◆ YOUR GOAL
Please rewrite the rows below as a JSON list of strings, one string per line, with blank lines left out. Begin at the line that contains "Place one point per instance of the rust" and stop after the last of the rows.

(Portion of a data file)
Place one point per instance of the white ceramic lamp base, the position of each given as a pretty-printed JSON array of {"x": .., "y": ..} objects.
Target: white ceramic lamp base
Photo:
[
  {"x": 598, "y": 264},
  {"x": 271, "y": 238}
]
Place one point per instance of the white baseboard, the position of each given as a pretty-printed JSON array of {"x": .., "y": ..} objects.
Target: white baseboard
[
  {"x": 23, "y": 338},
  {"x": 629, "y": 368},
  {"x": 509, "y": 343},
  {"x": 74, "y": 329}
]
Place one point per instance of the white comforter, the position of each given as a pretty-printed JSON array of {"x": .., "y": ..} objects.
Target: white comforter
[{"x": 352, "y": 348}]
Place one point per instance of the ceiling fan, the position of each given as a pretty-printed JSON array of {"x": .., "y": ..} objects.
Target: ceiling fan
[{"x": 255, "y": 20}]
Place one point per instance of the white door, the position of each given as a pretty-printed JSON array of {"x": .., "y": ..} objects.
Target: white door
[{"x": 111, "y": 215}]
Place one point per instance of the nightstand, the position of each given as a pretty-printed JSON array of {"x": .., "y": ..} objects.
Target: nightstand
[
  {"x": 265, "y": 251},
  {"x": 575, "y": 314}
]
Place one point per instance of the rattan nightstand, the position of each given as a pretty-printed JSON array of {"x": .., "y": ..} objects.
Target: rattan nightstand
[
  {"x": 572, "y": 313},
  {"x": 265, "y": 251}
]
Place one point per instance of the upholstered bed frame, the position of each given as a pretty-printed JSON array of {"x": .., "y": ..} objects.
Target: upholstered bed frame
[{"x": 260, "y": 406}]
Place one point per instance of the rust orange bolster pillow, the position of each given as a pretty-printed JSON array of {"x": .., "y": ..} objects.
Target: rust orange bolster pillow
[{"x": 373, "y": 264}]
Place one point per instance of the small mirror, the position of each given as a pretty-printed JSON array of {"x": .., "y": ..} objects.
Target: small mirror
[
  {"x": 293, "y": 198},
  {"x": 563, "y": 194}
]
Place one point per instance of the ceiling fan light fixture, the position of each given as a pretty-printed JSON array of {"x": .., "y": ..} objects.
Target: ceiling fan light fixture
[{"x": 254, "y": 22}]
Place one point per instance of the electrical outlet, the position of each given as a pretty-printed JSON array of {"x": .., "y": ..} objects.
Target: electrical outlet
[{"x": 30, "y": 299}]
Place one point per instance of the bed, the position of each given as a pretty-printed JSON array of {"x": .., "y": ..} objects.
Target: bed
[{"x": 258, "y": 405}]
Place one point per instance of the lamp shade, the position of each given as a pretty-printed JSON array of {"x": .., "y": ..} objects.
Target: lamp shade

◆ SOLUTION FOR THIS EXERCISE
[
  "Place one point per instance of the rust orange bolster pillow, the position of each given as a pretty-printed JSON array of {\"x\": .., \"y\": ..} objects.",
  "Target: rust orange bolster pillow",
  "[{\"x\": 373, \"y\": 264}]",
  "Place one point per instance of the small mirror, the position of each given as a pretty-printed JSON array of {\"x\": .., \"y\": ..} objects.",
  "Target: small mirror",
  "[",
  "  {\"x\": 293, \"y\": 198},",
  "  {\"x\": 563, \"y\": 194}",
  "]",
  "Place one point per instance of the ceiling fan light fixture, the position of each given as a pretty-printed JSON array of {\"x\": .., \"y\": ..} objects.",
  "Target: ceiling fan light fixture",
  "[{\"x\": 254, \"y\": 22}]",
  "Place one point per instance of the electrical outlet, the position of each given as a pretty-printed JSON array of {\"x\": .., \"y\": ..} objects.",
  "Target: electrical outlet",
  "[{\"x\": 30, \"y\": 299}]",
  "Place one point per instance of the bed, the position of each given as a pretty-printed JSON array of {\"x\": .., \"y\": ..} objects.",
  "Target: bed",
  "[{\"x\": 258, \"y\": 405}]",
  "Place one point per instance of the lamp shade, the position of each given as a pretty-printed JSON array of {\"x\": .., \"y\": ..} objects.",
  "Target: lamp shade"
]